**Available records**.
┏━━
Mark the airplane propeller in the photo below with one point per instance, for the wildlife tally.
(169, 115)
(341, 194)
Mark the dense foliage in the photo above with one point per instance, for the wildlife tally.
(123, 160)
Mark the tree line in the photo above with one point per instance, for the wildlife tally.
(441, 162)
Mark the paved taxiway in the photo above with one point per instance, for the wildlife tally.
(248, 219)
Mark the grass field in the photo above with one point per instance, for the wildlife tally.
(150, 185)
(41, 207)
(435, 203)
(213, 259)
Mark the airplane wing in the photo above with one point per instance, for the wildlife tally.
┗━━
**Prompt**.
Please write out all the lines above again, requests included, and offset every point coordinate in the answers by adding 150 to each number.

**Right answer**.
Mark the airplane propeller in the photo below with one point per instance, for the wildlife tally.
(319, 265)
(491, 344)
Mark the dense foliage in the photo above with one point per instance, for the wildlife tally.
(273, 310)
Mark the tree line in the photo above with one point per instance, for the wildlife tally.
(591, 312)
Mark the paved taxiway in the photo above with one point per instance, for the wildlife tally.
(398, 369)
Mark the grass field in the photo above with one point per instance, for the wildlife tally.
(300, 335)
(191, 357)
(585, 353)
(363, 409)
Mark the airplane wing in the photo above with one point per instance, for the wildlife tally.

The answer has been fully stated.